● **The problem**: From the entries below, reproduce exactly the line containing "Target: hillside vegetation", the line containing "Target: single-engine propeller aircraft", and every line in between, with nothing added.

● **Data**:
• • • •

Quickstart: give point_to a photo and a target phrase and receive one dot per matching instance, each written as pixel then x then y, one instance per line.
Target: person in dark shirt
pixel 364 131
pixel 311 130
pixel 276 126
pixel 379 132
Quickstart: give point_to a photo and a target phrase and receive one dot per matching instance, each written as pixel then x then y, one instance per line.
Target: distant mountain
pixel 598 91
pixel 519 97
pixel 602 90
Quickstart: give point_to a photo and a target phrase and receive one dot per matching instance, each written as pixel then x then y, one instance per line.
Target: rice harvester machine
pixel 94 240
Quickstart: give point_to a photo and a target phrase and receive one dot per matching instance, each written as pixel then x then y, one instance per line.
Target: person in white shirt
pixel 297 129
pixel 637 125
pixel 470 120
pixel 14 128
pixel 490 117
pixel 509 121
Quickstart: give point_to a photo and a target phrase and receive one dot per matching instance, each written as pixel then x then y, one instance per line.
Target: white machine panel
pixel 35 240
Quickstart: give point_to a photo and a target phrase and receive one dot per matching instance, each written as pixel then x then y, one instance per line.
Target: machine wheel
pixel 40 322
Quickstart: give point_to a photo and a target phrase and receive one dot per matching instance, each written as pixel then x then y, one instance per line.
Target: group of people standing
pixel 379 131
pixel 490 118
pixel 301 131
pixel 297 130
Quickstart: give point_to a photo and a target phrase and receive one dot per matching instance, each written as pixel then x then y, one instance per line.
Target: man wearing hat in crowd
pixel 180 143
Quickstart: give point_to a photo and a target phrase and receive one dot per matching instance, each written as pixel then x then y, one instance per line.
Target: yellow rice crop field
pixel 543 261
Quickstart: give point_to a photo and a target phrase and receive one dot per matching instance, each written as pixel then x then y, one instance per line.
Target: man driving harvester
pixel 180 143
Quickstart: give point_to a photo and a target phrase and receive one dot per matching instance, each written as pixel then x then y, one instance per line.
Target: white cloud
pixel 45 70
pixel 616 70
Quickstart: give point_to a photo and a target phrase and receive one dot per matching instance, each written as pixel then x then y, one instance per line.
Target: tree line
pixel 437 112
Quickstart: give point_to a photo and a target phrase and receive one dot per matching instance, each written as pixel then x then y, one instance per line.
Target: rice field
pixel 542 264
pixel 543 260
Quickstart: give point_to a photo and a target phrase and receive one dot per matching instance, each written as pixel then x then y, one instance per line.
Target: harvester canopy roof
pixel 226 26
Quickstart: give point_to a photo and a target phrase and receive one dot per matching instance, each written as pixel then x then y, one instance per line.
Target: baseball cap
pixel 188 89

• • • •

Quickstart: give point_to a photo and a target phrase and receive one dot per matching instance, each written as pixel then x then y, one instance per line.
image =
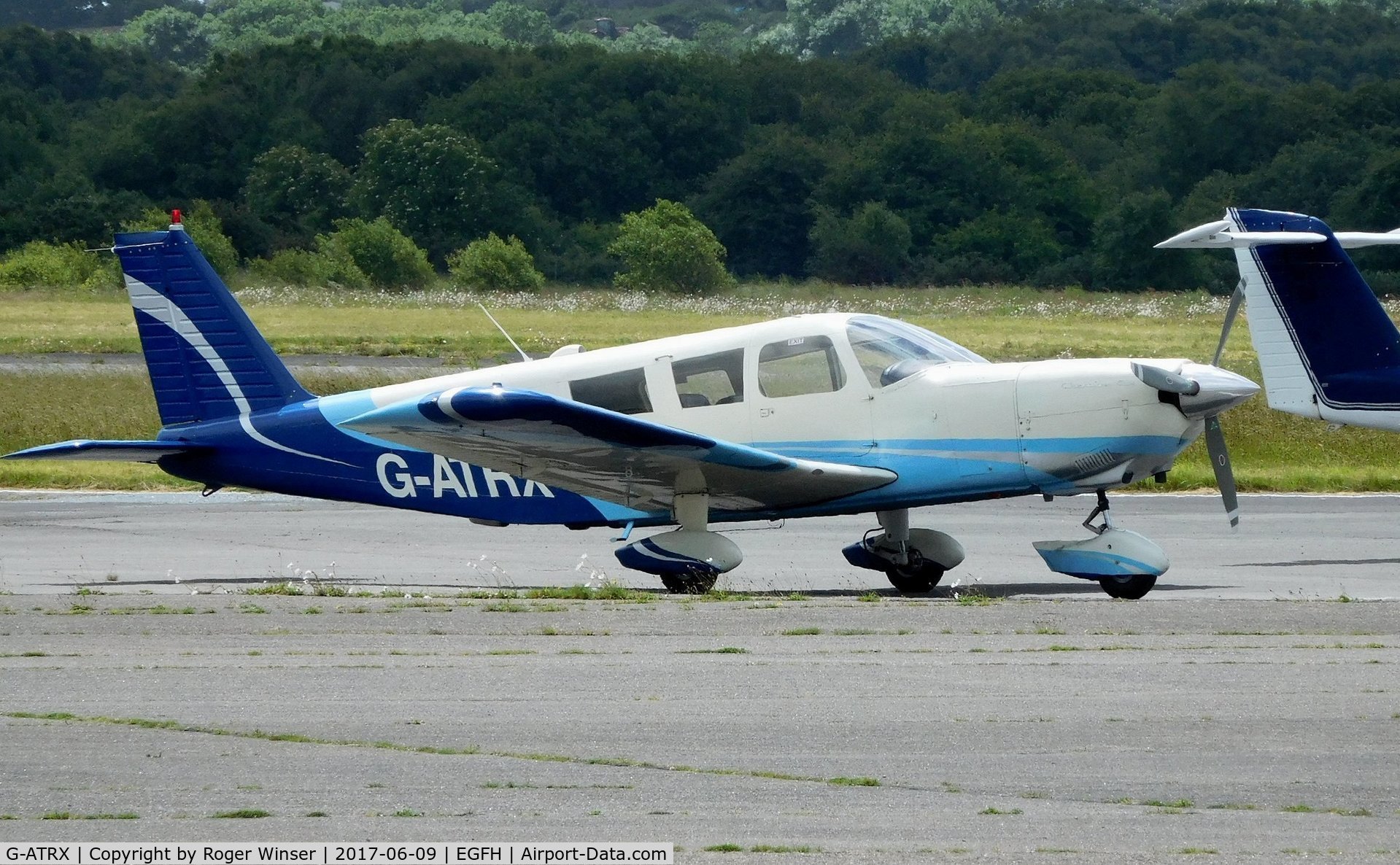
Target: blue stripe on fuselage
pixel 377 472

• • • •

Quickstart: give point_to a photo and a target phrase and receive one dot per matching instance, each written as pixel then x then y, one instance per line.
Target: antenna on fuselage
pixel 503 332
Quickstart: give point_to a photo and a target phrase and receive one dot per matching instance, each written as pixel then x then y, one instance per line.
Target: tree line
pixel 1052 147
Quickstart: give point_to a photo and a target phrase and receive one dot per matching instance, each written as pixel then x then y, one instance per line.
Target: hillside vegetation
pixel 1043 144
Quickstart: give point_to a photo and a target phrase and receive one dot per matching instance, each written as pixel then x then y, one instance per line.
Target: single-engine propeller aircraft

• • • •

● **Exercise solution**:
Target: hillside vegetation
pixel 1043 144
Quickstart: give point_to a photo and a target phrase and receive one dot per matching instance, each written as pixel then x then y, one instance per line.
Target: single-engine propeller aircraft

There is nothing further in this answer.